[Supplied information Boundary: Start]

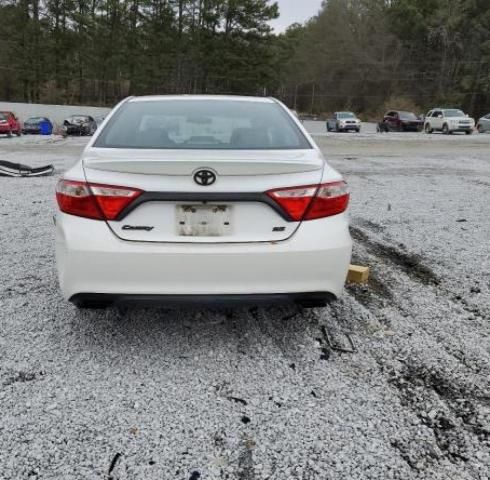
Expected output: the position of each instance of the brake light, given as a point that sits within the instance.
(312, 201)
(91, 200)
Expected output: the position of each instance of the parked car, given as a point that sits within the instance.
(236, 205)
(9, 124)
(448, 120)
(343, 122)
(483, 124)
(400, 121)
(79, 125)
(37, 125)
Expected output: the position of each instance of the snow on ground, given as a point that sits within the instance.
(256, 393)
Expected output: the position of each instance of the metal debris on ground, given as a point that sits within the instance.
(339, 341)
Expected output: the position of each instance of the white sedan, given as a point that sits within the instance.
(201, 199)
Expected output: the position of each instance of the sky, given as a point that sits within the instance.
(292, 11)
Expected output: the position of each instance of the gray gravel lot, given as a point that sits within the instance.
(256, 394)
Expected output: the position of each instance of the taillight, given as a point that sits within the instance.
(312, 201)
(92, 200)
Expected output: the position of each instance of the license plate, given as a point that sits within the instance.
(203, 220)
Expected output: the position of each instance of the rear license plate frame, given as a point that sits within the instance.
(203, 220)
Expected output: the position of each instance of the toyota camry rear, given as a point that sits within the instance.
(202, 199)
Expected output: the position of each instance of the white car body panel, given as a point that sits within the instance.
(91, 259)
(462, 123)
(100, 257)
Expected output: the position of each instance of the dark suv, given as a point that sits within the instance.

[Supplied information Boundary: End]

### Your goal:
Without altering a word, return all of the records above and leave out their pictures.

### Exercise response:
Expected output: the position of each instance of the brake light, given as a point that sits within the instance.
(312, 201)
(91, 200)
Expected output: the position of each instance of the parked car, given as a point that sits within the instance.
(236, 205)
(9, 124)
(448, 120)
(343, 122)
(483, 124)
(400, 121)
(79, 125)
(37, 125)
Expected output: the position of each instance of the snow on ground, given as a point that sits within the instance.
(256, 393)
Expected output: the position of each instance of the metal debris on ground, given as a point that sits within the instance.
(339, 341)
Expected output: the position of each instance of the white sedan, given as a point that sits within the instance.
(201, 199)
Expected output: the position of each instance of the sky, given as a point that sits within the instance.
(292, 11)
Expected output: the position of each instance of the gray gravel lot, given as a point that sits within the instance.
(256, 394)
Expected output: the position of each instance of the taillight, given as a point that sits within the instance.
(312, 201)
(92, 200)
Expected output: the position of each instance of the license plate, given as a point that sits within the instance.
(203, 220)
Expected output: the position of each instance of the rear license plate frame, given as a point that sits within the instance.
(203, 220)
Expected output: the position of each instance of the toyota camry rear, given as a point that sits within the instance.
(202, 199)
Expected output: the position of each instance of the white car body panel, given as a point that sits within the instance.
(91, 259)
(462, 123)
(100, 257)
Expected output: the position of each instance of the dark suv, given as a point that sits within the instance.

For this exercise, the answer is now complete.